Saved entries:
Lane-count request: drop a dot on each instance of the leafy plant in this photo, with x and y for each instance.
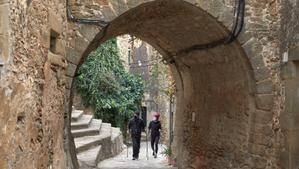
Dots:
(107, 87)
(167, 152)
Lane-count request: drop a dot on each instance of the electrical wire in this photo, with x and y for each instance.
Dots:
(239, 14)
(235, 32)
(71, 17)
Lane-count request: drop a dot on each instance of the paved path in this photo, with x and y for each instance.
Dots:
(122, 162)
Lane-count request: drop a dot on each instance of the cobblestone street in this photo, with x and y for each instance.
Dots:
(123, 162)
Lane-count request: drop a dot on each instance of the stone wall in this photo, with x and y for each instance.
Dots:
(235, 103)
(32, 85)
(230, 94)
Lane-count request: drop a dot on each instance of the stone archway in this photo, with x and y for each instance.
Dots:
(224, 94)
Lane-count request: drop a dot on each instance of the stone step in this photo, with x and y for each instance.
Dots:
(115, 133)
(90, 157)
(84, 122)
(85, 143)
(76, 115)
(116, 141)
(94, 129)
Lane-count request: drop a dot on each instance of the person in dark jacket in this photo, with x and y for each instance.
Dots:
(136, 126)
(154, 128)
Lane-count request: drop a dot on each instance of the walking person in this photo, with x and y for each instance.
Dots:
(154, 128)
(136, 126)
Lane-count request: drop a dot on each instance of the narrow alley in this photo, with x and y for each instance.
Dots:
(122, 161)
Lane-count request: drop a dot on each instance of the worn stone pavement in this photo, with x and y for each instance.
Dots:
(123, 162)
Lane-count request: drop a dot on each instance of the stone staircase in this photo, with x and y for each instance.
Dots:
(94, 140)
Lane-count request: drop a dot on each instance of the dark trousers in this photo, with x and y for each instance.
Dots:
(136, 145)
(154, 142)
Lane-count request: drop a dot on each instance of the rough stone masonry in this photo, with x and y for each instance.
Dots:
(237, 104)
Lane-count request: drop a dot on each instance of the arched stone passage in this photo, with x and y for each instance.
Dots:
(218, 124)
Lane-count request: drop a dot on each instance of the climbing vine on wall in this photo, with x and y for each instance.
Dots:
(107, 87)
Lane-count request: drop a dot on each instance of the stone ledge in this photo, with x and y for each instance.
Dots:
(71, 69)
(73, 56)
(264, 87)
(262, 117)
(69, 82)
(81, 44)
(264, 101)
(89, 31)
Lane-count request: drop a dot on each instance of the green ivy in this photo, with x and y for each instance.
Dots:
(107, 87)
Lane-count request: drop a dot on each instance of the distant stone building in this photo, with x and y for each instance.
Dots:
(236, 103)
(143, 60)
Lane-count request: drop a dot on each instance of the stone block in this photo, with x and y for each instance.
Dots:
(260, 150)
(55, 22)
(56, 60)
(60, 47)
(69, 82)
(294, 54)
(288, 71)
(88, 31)
(71, 69)
(81, 44)
(262, 117)
(264, 87)
(73, 56)
(293, 137)
(252, 47)
(261, 73)
(4, 48)
(4, 18)
(263, 129)
(260, 139)
(264, 101)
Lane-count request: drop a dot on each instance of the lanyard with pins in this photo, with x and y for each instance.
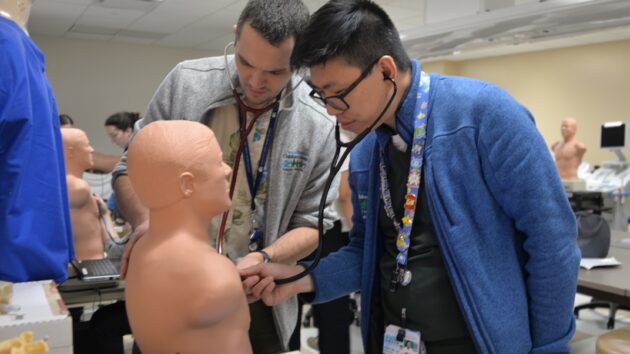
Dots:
(256, 237)
(400, 275)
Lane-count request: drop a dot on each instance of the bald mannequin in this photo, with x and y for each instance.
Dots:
(16, 10)
(87, 230)
(569, 152)
(182, 296)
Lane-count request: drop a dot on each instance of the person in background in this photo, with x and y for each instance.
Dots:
(568, 153)
(35, 227)
(119, 127)
(65, 121)
(277, 201)
(463, 239)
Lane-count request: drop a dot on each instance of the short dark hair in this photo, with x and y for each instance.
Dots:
(123, 120)
(357, 30)
(65, 119)
(274, 20)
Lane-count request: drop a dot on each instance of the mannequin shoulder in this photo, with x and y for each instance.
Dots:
(79, 192)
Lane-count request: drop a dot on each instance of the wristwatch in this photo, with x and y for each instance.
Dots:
(266, 258)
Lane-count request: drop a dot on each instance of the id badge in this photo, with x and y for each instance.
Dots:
(400, 340)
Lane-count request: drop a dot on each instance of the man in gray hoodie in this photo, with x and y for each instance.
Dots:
(283, 165)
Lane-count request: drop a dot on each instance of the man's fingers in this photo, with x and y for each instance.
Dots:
(257, 290)
(253, 270)
(250, 282)
(268, 295)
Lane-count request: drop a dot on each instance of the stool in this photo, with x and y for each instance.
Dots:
(614, 342)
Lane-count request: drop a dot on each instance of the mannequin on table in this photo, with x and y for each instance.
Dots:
(86, 209)
(182, 296)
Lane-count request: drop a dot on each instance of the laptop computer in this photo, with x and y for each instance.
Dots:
(96, 269)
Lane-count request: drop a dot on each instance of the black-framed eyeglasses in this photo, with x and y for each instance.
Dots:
(337, 101)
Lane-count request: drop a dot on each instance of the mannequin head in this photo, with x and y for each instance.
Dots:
(65, 121)
(77, 150)
(568, 128)
(119, 127)
(16, 10)
(179, 161)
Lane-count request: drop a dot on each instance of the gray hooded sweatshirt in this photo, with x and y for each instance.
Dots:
(194, 88)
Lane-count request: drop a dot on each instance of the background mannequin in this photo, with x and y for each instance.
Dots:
(182, 296)
(36, 240)
(88, 232)
(16, 10)
(569, 152)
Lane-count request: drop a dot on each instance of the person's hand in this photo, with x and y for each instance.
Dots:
(101, 205)
(267, 290)
(247, 261)
(138, 232)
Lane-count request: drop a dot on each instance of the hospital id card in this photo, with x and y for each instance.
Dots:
(398, 340)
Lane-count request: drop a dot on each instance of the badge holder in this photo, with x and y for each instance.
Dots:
(255, 238)
(400, 340)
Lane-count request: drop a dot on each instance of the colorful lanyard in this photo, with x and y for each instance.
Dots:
(401, 275)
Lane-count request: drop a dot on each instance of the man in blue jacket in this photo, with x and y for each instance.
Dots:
(463, 238)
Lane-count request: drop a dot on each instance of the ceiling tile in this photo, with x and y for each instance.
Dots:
(53, 19)
(163, 23)
(193, 8)
(100, 37)
(105, 17)
(218, 44)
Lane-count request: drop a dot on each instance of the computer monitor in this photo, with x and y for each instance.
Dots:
(613, 135)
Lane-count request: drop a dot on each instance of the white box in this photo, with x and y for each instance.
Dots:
(42, 312)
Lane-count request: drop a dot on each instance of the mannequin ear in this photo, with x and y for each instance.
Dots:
(186, 184)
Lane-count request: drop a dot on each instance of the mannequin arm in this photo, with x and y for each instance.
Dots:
(79, 192)
(104, 162)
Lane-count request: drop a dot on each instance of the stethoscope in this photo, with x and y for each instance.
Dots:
(335, 166)
(245, 130)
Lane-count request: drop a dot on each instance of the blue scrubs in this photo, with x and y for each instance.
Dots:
(35, 229)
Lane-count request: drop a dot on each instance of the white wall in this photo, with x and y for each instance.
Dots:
(94, 79)
(590, 83)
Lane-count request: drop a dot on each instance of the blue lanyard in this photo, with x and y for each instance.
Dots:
(413, 183)
(255, 184)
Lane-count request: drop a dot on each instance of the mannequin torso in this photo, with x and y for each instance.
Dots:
(88, 233)
(87, 230)
(181, 295)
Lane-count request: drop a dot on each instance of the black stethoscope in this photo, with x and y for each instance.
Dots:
(335, 166)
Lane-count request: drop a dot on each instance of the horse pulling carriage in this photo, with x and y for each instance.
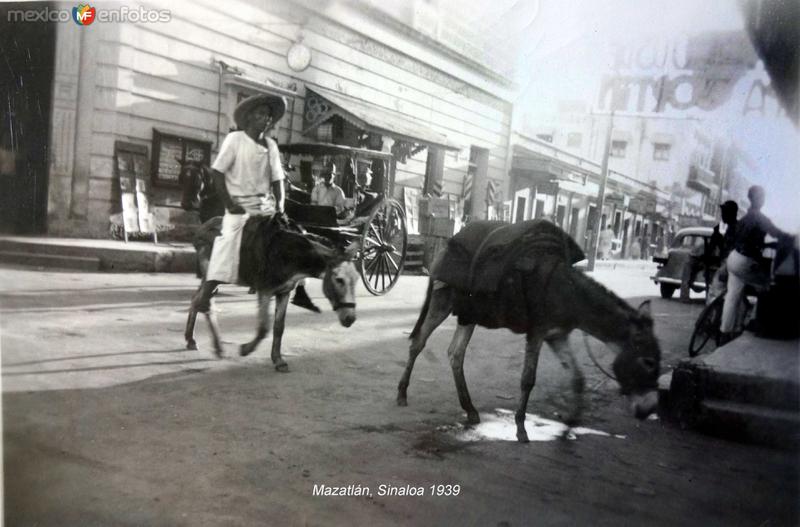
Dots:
(375, 220)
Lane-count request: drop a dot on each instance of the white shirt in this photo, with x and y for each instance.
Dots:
(332, 196)
(249, 167)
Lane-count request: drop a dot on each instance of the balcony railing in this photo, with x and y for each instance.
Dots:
(701, 179)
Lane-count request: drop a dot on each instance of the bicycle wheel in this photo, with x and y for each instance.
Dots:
(707, 328)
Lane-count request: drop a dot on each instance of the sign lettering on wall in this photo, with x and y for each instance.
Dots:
(699, 71)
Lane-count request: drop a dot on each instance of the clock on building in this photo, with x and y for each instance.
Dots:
(298, 57)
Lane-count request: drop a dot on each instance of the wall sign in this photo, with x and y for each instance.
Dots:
(130, 166)
(169, 151)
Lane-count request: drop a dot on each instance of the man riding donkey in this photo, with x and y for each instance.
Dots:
(249, 176)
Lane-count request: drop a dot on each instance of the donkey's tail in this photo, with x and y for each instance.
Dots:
(424, 312)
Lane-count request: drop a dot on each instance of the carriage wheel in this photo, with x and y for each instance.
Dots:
(707, 328)
(383, 251)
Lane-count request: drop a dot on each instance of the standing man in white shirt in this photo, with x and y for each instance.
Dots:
(327, 192)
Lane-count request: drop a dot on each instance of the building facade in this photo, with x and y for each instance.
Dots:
(144, 97)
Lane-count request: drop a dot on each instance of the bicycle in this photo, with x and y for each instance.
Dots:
(706, 328)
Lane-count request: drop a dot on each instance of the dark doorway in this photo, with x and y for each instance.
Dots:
(573, 223)
(26, 82)
(539, 211)
(561, 212)
(521, 204)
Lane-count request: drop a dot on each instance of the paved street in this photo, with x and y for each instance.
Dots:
(108, 421)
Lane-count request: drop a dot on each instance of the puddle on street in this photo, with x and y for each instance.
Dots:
(500, 426)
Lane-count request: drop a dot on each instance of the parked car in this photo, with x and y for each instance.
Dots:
(689, 241)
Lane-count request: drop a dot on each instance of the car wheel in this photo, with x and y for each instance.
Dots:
(667, 290)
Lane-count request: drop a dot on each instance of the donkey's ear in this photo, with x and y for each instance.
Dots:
(644, 309)
(352, 249)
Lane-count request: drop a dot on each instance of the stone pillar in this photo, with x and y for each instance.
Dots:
(63, 123)
(479, 183)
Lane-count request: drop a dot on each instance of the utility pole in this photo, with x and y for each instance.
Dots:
(601, 197)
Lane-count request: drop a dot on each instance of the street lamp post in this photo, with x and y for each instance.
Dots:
(601, 197)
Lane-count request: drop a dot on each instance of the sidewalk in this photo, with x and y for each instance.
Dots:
(97, 255)
(748, 389)
(118, 256)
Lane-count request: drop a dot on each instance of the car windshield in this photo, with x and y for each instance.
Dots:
(689, 241)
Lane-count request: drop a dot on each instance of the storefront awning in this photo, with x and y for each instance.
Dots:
(369, 117)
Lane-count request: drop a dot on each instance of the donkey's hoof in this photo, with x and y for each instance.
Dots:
(282, 367)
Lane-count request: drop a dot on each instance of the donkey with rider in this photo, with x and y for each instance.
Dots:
(258, 245)
(521, 277)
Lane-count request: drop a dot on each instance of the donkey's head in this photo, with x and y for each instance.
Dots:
(637, 364)
(339, 284)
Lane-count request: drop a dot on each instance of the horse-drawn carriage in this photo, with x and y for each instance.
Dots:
(371, 216)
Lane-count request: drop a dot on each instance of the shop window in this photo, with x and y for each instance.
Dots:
(325, 133)
(170, 152)
(618, 148)
(661, 151)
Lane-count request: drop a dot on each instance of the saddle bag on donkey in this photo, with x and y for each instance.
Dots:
(492, 265)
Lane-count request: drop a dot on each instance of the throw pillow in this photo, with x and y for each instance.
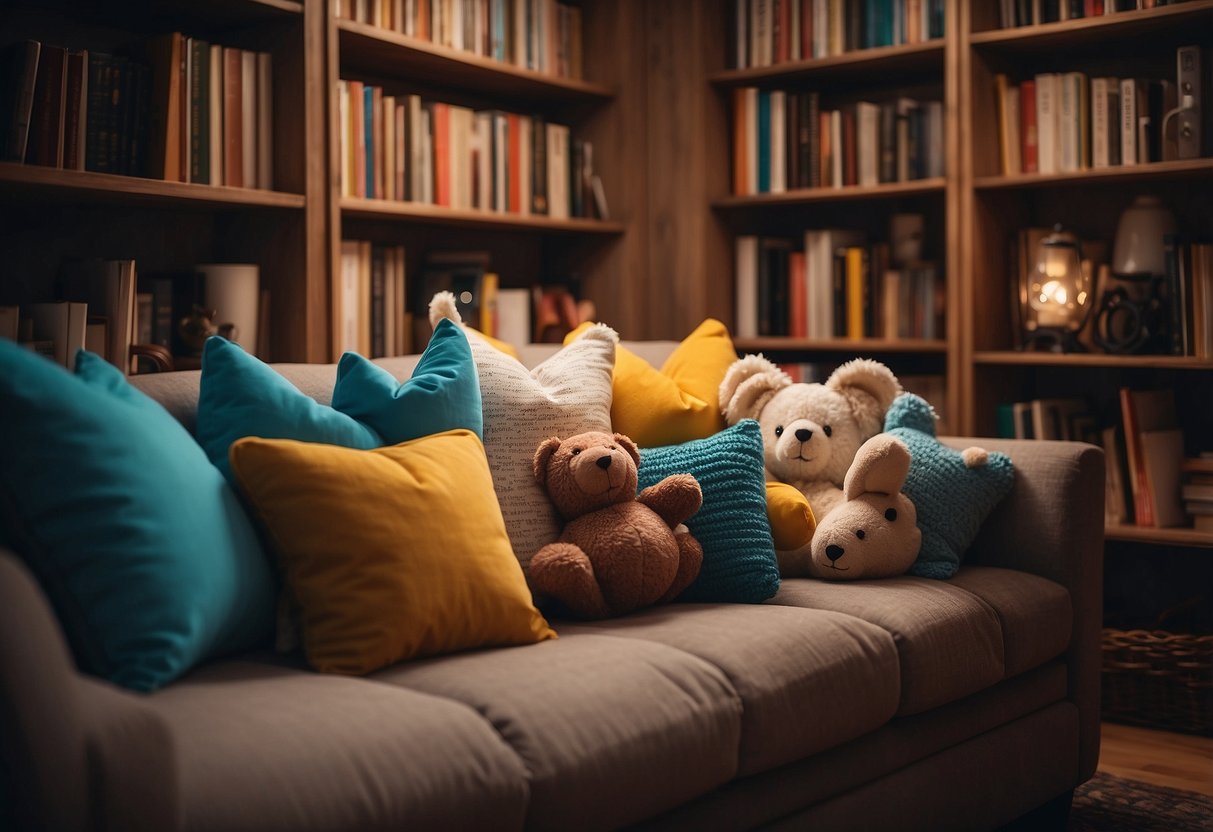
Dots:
(567, 394)
(739, 553)
(142, 547)
(951, 490)
(392, 553)
(240, 395)
(677, 403)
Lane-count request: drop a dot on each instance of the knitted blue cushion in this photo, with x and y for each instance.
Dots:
(739, 553)
(952, 500)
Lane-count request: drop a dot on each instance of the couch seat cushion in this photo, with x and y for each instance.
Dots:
(268, 747)
(808, 679)
(611, 730)
(949, 640)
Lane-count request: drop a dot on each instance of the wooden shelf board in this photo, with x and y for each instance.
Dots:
(136, 189)
(1116, 175)
(380, 209)
(1177, 536)
(889, 346)
(379, 50)
(1011, 358)
(1121, 24)
(881, 62)
(807, 195)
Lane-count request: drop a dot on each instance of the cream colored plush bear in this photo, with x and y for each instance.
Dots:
(810, 431)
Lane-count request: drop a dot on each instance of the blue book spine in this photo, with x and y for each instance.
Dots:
(763, 141)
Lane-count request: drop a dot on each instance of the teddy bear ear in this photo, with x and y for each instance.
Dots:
(881, 466)
(869, 387)
(542, 455)
(630, 446)
(747, 387)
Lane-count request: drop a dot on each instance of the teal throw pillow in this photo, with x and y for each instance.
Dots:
(240, 395)
(142, 547)
(739, 552)
(951, 490)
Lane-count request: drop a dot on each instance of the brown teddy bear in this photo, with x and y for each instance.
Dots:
(620, 550)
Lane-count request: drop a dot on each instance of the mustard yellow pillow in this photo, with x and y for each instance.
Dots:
(677, 403)
(389, 553)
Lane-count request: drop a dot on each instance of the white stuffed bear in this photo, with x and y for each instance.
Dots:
(810, 431)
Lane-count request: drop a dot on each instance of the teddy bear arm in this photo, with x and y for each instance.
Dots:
(563, 571)
(676, 499)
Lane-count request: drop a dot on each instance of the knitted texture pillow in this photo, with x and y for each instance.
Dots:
(952, 490)
(739, 553)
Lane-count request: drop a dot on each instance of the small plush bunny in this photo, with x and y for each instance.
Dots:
(873, 533)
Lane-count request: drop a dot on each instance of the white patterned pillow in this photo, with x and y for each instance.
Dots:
(567, 394)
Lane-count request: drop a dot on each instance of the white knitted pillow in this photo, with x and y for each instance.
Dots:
(567, 394)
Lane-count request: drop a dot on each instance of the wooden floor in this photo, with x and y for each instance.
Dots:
(1178, 761)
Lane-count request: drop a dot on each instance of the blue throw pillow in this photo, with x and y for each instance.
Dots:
(951, 491)
(239, 395)
(142, 547)
(739, 552)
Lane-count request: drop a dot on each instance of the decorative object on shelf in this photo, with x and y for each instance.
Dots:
(1132, 315)
(1055, 295)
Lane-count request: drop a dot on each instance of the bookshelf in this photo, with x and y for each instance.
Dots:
(52, 215)
(996, 203)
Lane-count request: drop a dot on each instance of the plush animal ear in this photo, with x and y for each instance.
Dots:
(881, 466)
(869, 388)
(630, 446)
(747, 387)
(542, 456)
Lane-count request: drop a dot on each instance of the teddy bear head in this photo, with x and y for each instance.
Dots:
(810, 431)
(875, 531)
(587, 472)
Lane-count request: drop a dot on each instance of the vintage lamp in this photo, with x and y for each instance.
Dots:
(1055, 295)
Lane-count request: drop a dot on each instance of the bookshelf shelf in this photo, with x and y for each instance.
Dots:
(859, 66)
(1087, 29)
(1007, 358)
(815, 195)
(371, 49)
(1159, 536)
(1143, 175)
(60, 184)
(379, 209)
(843, 346)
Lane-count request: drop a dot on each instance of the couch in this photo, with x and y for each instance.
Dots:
(905, 704)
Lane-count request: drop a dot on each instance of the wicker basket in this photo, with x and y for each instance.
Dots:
(1159, 679)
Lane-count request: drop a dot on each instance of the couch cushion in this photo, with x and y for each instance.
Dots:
(808, 679)
(263, 747)
(1035, 613)
(949, 640)
(610, 729)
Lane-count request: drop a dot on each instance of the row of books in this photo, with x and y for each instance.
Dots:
(784, 141)
(183, 110)
(770, 32)
(542, 35)
(831, 285)
(1058, 123)
(1034, 12)
(408, 148)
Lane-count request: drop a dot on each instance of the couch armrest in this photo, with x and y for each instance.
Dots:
(75, 753)
(1052, 524)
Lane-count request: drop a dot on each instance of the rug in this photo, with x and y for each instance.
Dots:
(1108, 803)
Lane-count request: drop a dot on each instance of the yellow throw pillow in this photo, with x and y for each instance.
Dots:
(681, 400)
(389, 553)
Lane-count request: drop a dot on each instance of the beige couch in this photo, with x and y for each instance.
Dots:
(901, 704)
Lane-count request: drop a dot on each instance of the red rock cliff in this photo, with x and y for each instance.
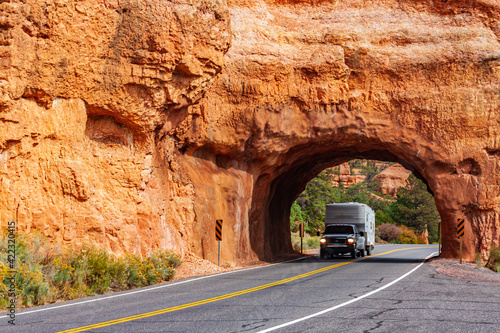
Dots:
(129, 137)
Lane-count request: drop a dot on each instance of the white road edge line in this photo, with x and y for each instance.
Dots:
(348, 302)
(148, 289)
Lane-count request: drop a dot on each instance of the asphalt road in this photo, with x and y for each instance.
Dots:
(387, 292)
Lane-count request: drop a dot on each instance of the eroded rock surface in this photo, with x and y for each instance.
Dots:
(391, 179)
(117, 128)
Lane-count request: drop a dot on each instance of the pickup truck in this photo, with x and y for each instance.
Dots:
(342, 239)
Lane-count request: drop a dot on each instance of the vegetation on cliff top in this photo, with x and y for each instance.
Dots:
(410, 214)
(45, 273)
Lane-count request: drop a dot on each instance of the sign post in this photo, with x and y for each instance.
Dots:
(460, 234)
(218, 233)
(301, 227)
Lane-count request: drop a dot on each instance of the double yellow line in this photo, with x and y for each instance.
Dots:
(218, 298)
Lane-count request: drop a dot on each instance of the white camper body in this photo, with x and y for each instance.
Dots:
(360, 215)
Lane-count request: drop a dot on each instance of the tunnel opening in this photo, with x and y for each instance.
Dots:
(290, 182)
(404, 210)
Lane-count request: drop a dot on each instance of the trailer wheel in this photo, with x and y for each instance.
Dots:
(323, 254)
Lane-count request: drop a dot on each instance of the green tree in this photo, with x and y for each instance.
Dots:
(296, 215)
(317, 194)
(415, 208)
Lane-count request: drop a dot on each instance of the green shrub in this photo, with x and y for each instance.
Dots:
(309, 242)
(45, 273)
(494, 260)
(407, 236)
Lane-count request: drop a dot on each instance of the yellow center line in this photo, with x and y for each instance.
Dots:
(218, 298)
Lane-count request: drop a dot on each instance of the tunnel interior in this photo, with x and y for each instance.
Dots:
(291, 180)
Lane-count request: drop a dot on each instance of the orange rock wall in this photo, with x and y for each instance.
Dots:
(150, 130)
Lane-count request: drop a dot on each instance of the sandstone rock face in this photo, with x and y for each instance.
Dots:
(84, 89)
(152, 128)
(344, 176)
(391, 179)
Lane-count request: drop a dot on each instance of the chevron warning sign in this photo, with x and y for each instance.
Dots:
(460, 228)
(218, 229)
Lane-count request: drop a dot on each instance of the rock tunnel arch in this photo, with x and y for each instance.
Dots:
(291, 181)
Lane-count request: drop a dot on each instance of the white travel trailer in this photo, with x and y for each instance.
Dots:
(354, 213)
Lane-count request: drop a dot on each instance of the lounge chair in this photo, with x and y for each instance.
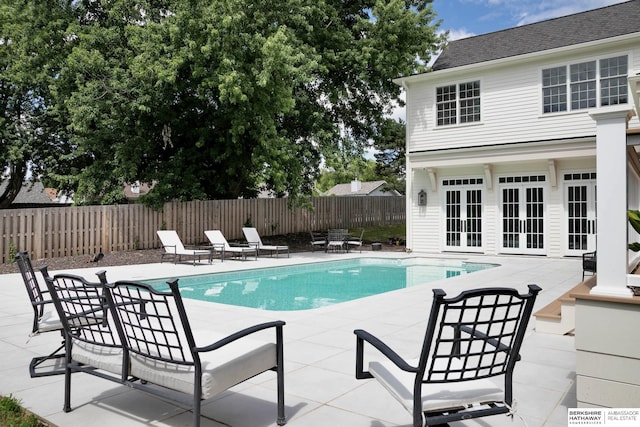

*INSTRUCTIONS FOR THE TASK*. Pull out every line of the saved entries that contains the word "badge".

*SOLUTION TO THIS PROBLEM*.
Lane-count request: drop a dot on each instance of the id badge in this photo, with x and y for each instance.
Lane-count request: drop a dot on each instance of the badge holder in this photo, with x and y for each instance.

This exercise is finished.